* **Directive**:
Please copy out, word for word, the part of the records below that opens with the line containing "Identify where the foggy" and closes with the line containing "133,18 -> 137,26", including both of those lines. Leave the pictures out of your answer.

** Begin Supplied material **

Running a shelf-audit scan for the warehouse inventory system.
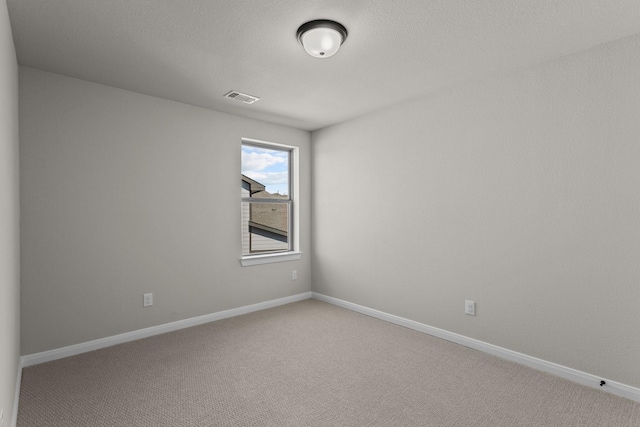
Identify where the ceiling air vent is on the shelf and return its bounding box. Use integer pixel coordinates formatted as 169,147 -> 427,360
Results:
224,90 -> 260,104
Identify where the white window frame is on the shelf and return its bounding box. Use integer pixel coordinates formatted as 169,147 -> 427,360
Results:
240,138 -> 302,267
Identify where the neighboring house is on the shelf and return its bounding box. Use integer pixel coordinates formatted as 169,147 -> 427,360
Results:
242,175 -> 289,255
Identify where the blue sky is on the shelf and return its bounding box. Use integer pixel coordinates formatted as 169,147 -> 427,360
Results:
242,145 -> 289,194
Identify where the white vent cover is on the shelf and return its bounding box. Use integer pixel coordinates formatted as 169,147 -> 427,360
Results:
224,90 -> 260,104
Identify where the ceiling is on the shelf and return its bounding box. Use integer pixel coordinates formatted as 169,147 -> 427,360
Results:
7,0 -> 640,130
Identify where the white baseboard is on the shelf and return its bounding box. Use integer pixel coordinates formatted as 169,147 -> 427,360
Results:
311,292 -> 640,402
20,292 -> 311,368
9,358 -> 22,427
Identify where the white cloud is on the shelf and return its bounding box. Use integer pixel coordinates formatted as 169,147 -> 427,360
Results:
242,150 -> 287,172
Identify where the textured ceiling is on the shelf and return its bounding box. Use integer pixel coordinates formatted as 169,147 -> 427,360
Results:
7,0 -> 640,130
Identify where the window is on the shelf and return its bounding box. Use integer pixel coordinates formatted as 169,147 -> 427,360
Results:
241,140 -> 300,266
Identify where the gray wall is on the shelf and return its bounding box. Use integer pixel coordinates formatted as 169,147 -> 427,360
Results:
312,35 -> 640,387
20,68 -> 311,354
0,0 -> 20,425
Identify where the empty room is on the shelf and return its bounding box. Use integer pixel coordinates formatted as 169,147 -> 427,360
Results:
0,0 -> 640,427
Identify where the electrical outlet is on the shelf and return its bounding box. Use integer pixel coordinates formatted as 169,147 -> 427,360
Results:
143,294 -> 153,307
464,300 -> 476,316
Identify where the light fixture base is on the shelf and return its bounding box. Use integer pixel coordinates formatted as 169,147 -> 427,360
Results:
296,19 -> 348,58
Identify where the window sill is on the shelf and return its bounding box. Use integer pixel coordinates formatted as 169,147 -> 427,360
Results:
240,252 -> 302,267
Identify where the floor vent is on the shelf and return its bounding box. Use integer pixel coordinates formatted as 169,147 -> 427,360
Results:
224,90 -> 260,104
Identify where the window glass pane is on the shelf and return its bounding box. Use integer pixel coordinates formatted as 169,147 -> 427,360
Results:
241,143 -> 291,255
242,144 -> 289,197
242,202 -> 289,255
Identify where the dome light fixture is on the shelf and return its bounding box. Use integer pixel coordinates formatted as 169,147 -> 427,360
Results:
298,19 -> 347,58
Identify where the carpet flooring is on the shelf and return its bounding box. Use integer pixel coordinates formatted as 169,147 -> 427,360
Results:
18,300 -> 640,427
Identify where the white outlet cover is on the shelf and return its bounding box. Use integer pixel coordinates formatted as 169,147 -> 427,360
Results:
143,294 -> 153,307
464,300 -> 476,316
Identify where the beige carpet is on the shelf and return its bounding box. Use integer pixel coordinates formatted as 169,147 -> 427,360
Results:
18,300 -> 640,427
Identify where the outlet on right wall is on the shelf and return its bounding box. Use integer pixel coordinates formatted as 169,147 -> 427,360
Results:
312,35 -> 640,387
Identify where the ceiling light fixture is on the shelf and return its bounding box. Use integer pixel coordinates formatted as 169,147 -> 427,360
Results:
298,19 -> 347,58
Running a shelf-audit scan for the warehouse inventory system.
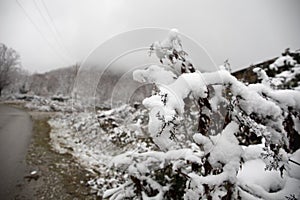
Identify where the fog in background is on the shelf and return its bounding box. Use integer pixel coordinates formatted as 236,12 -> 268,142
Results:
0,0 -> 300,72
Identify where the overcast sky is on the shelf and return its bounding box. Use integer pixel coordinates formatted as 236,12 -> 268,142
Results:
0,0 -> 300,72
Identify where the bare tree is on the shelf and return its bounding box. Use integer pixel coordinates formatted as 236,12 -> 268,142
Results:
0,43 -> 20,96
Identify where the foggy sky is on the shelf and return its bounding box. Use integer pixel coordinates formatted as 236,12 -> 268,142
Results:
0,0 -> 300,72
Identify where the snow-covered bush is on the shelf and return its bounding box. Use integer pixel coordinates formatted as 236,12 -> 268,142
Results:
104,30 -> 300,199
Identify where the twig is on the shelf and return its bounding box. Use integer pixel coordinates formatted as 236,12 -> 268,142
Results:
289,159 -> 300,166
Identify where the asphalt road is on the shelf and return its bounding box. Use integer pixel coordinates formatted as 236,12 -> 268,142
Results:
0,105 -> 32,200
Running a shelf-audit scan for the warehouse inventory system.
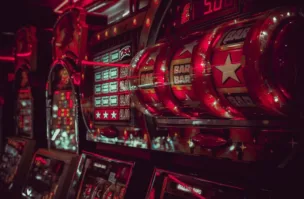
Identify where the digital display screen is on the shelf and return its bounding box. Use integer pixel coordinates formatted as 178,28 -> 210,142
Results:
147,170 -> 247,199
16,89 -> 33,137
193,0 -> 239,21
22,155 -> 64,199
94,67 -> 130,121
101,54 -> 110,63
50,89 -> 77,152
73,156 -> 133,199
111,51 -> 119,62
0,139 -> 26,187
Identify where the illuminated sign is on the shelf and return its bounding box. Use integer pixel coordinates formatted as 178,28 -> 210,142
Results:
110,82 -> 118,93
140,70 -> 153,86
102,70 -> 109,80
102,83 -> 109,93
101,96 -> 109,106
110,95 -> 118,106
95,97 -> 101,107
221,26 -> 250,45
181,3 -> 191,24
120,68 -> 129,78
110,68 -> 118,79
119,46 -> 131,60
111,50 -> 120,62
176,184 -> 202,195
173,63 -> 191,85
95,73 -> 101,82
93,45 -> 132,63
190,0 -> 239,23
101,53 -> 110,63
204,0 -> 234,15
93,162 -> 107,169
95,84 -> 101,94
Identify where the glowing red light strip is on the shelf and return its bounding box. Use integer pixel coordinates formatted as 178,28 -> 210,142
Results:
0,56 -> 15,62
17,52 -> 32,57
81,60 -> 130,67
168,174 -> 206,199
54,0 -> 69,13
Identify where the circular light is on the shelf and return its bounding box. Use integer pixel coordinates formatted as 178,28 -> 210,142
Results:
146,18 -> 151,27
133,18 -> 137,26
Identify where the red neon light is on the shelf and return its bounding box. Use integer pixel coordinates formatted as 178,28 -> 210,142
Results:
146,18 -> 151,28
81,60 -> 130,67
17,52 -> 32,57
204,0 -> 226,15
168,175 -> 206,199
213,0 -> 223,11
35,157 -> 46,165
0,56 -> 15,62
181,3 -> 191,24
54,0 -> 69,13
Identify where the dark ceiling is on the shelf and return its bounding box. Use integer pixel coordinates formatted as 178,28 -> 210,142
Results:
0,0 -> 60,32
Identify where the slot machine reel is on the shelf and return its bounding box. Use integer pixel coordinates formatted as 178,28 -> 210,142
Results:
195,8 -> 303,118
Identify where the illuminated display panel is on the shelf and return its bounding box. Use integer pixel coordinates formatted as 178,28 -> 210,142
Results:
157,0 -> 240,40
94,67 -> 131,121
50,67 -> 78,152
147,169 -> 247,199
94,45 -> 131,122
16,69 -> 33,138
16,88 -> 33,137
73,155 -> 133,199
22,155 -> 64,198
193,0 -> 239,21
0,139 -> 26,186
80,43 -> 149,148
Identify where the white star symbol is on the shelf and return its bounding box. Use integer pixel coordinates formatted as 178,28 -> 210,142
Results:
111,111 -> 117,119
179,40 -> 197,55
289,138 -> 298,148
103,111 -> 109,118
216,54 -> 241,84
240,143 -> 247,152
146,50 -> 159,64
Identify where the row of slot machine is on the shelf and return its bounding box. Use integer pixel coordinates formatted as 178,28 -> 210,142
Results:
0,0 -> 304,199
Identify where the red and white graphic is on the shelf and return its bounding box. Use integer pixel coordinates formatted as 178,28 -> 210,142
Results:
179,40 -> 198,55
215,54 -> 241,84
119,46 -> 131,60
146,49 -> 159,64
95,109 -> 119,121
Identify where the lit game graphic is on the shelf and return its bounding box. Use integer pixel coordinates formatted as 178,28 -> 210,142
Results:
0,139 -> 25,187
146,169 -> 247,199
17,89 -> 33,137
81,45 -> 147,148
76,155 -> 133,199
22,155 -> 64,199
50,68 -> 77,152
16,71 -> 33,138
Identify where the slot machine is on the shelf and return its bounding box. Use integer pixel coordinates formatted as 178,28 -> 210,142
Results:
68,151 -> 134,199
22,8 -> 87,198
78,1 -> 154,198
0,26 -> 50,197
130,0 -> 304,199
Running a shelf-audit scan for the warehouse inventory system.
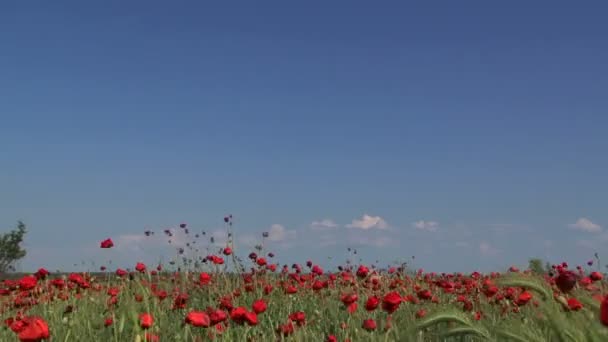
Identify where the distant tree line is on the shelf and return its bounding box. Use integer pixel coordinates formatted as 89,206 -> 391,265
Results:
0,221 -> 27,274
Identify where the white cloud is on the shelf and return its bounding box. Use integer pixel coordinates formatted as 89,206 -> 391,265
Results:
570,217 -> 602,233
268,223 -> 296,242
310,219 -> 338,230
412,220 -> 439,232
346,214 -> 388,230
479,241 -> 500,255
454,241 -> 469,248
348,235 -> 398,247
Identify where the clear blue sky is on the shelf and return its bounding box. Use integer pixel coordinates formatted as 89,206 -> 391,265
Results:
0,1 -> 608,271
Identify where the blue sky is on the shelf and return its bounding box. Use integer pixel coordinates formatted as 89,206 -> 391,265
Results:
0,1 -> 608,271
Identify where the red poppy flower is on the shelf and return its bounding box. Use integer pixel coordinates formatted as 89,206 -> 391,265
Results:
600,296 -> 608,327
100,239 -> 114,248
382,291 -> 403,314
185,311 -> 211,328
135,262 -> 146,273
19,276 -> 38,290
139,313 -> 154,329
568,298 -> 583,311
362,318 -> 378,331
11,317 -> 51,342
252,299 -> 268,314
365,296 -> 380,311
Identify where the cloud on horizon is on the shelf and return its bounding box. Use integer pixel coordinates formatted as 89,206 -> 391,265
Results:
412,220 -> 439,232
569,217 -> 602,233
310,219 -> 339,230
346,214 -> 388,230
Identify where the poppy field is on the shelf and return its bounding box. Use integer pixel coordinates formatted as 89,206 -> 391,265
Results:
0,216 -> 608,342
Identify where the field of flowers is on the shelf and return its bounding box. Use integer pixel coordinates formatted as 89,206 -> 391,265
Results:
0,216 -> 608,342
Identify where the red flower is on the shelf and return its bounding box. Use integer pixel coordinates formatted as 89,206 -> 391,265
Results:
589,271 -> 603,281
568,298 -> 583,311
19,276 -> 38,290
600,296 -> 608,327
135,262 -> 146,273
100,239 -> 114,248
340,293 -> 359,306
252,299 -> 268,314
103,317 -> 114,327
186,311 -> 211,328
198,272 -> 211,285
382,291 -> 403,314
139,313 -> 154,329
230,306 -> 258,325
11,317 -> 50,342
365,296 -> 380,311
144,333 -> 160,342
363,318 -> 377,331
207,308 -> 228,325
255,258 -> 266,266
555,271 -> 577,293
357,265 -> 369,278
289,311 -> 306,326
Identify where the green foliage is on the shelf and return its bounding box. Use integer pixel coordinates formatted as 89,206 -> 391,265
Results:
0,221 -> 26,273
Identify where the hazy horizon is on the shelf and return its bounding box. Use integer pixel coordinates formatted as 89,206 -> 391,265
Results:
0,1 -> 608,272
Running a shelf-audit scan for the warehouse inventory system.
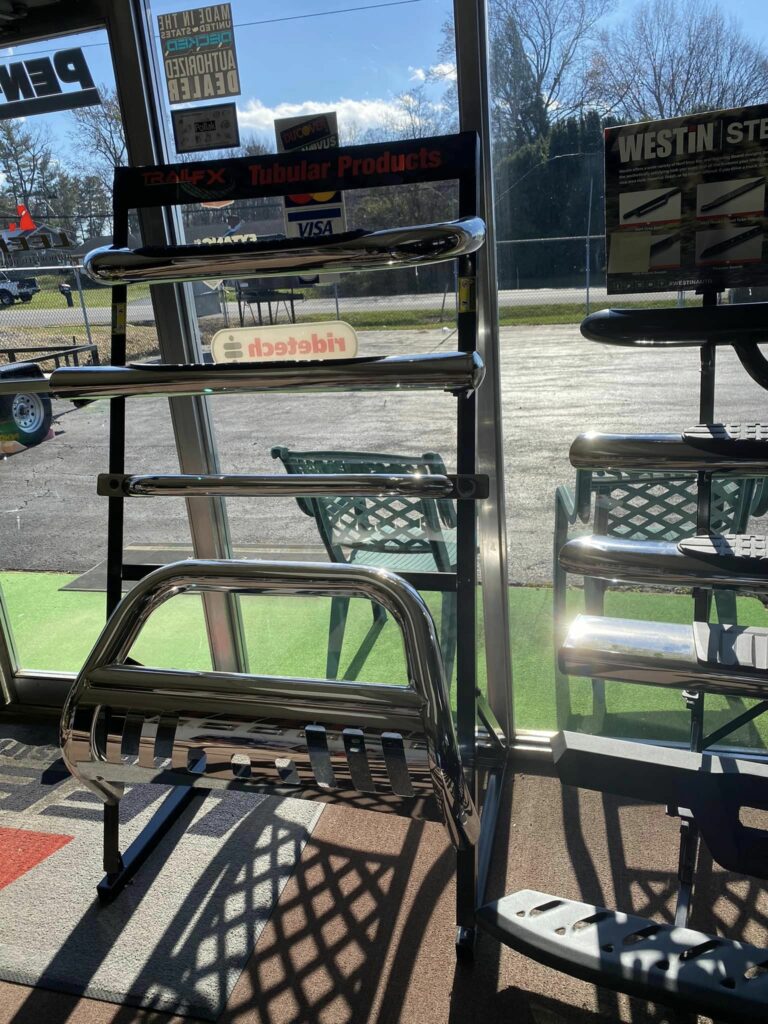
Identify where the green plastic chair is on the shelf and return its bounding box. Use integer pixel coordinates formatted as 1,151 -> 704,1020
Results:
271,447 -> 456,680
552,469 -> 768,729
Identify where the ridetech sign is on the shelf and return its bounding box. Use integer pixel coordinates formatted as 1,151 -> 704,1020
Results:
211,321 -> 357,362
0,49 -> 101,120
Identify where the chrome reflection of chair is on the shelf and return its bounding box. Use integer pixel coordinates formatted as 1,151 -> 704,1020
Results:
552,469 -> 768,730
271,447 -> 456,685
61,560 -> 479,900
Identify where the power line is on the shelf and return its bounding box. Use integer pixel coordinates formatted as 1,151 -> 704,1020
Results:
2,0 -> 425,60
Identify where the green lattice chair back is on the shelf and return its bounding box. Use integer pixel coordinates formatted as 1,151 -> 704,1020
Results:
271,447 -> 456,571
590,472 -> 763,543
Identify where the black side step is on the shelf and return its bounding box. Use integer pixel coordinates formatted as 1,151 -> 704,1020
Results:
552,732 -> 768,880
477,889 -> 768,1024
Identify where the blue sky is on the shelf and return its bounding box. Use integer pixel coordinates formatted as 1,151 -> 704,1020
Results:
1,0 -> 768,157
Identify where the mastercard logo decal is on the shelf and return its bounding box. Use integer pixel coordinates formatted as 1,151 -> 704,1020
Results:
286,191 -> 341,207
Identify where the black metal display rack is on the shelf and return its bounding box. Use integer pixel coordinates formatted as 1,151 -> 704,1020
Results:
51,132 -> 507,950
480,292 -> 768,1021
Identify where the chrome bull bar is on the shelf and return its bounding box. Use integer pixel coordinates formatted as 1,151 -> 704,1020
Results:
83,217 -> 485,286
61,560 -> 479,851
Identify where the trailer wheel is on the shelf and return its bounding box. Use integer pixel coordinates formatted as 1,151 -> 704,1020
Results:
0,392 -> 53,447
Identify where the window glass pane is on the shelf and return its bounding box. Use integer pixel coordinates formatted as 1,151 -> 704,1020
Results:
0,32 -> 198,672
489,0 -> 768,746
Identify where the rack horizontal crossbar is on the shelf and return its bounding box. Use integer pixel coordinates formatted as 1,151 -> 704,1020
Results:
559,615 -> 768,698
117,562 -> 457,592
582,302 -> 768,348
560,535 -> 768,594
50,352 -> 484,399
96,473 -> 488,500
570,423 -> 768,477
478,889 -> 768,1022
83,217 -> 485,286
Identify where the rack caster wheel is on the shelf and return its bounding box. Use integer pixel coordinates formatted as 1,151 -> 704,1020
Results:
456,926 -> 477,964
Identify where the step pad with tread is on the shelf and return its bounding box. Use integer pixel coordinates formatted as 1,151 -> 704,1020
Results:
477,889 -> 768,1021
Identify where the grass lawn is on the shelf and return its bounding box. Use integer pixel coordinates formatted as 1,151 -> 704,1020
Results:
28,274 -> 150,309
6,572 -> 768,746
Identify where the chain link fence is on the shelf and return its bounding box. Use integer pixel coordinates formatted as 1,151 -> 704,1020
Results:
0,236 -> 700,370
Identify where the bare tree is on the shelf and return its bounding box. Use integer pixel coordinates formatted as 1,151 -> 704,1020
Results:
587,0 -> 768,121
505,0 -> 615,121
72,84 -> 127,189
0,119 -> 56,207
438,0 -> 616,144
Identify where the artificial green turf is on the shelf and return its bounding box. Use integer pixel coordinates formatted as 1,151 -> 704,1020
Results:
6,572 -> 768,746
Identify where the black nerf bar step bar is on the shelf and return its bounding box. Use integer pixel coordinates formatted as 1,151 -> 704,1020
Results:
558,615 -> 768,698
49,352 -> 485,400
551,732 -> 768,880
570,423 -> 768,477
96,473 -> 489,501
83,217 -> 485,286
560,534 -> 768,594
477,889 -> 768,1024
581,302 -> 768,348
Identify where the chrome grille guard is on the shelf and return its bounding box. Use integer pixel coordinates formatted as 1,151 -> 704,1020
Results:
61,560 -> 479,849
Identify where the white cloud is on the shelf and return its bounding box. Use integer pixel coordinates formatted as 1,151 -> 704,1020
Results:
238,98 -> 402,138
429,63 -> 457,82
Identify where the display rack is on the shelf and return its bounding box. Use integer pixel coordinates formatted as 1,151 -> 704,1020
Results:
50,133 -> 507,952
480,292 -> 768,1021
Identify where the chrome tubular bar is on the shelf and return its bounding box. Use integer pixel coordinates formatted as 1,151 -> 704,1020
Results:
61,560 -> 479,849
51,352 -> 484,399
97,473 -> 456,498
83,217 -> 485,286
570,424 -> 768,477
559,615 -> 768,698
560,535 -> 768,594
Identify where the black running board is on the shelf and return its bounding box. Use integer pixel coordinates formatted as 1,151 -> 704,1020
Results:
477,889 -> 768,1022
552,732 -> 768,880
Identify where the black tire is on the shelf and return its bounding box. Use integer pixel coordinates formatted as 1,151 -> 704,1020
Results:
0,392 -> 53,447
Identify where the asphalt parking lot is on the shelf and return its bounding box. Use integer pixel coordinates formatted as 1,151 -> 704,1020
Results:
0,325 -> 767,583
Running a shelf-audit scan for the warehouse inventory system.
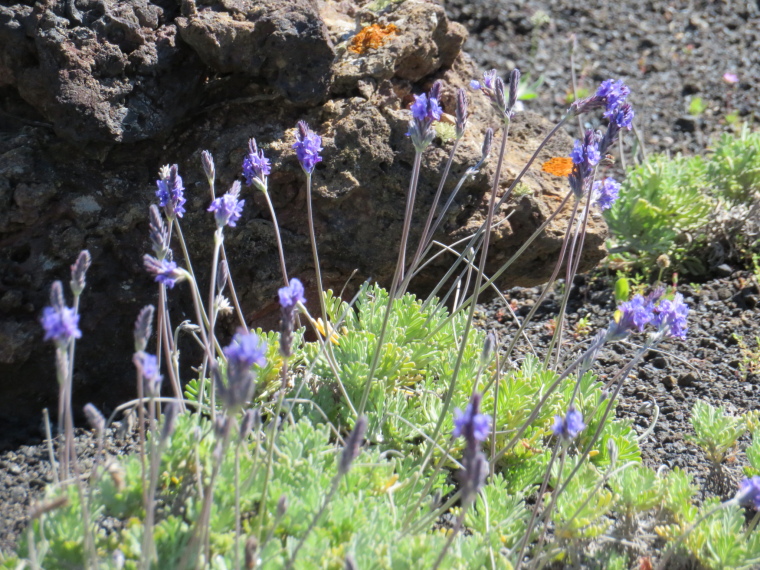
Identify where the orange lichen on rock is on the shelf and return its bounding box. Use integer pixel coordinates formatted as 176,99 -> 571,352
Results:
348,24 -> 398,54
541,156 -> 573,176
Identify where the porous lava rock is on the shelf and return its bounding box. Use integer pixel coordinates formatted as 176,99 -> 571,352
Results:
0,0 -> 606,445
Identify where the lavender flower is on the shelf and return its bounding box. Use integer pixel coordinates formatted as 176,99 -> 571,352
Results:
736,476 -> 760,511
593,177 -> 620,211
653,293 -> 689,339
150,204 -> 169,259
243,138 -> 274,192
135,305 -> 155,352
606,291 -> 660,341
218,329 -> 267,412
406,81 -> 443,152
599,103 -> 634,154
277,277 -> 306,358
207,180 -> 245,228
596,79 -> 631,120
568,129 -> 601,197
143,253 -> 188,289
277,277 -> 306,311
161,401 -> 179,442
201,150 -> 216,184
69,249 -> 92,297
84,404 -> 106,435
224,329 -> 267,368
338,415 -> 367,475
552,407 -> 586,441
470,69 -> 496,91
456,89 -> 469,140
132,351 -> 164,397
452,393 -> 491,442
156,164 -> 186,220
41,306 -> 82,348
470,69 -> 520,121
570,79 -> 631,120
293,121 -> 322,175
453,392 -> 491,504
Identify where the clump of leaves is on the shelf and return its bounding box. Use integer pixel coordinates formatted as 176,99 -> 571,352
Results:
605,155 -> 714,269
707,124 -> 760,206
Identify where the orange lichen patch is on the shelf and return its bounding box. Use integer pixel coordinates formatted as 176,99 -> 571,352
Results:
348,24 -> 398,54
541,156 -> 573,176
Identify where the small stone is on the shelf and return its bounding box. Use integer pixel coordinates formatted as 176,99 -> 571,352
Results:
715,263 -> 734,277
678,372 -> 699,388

** End Supplied material **

* **Response**:
Identify where the foggy sky is on the shelf and return its bounding box. Use integer pixel coordinates formatted as 236,12 -> 268,142
Results:
0,0 -> 300,72
Identify where the snow-covered bush is on the shelf and return its bounding box. Use integer pixel coordinates formatted as 236,12 -> 268,142
Results:
104,30 -> 300,199
Identify where the twig is on the shelf and return its bounding box. Use integer pixel coordinates formatted as 236,12 -> 268,142
Results:
289,159 -> 300,166
Identify where the asphalt road is on the shelf and return its bounding box. Use integer pixel coordinates formatted as 236,12 -> 268,142
Results:
0,105 -> 32,200
Running a shelf-audit scan for the warehouse inventory system.
Identify where the digital display screen is on the shelf and return its bounding box. Use integer pixel coordinates formatted as 178,28 -> 210,142
Results:
147,170 -> 247,199
16,89 -> 33,137
193,0 -> 239,21
22,155 -> 64,199
94,67 -> 130,121
101,54 -> 110,63
50,89 -> 77,152
73,156 -> 133,199
111,51 -> 119,62
0,139 -> 26,187
Identify where the illuminated sign is on the shelf and return its bounding box. Use integer pixel coordinates formatted as 178,28 -> 210,142
Results:
110,82 -> 118,93
140,70 -> 153,86
102,70 -> 109,80
102,83 -> 109,93
101,96 -> 109,106
110,95 -> 118,106
95,97 -> 101,107
221,26 -> 250,45
181,3 -> 191,24
120,68 -> 129,78
110,68 -> 118,79
119,46 -> 131,60
111,50 -> 120,62
176,184 -> 202,195
173,63 -> 191,85
95,73 -> 101,82
93,45 -> 132,63
190,0 -> 239,23
101,53 -> 110,63
204,0 -> 234,15
93,162 -> 107,169
95,84 -> 101,94
Identify where the glowing red light strip is on the shelf and return its bounding box. Use integer pixel coordinates formatted as 178,28 -> 210,142
Results:
0,56 -> 15,62
17,52 -> 32,57
81,60 -> 130,67
168,174 -> 206,199
54,0 -> 69,13
Identify where the circular light is on the shelf and return its bounding box. Use integer pixel coordinates formatted as 178,28 -> 210,142
Results:
146,18 -> 151,27
133,18 -> 137,26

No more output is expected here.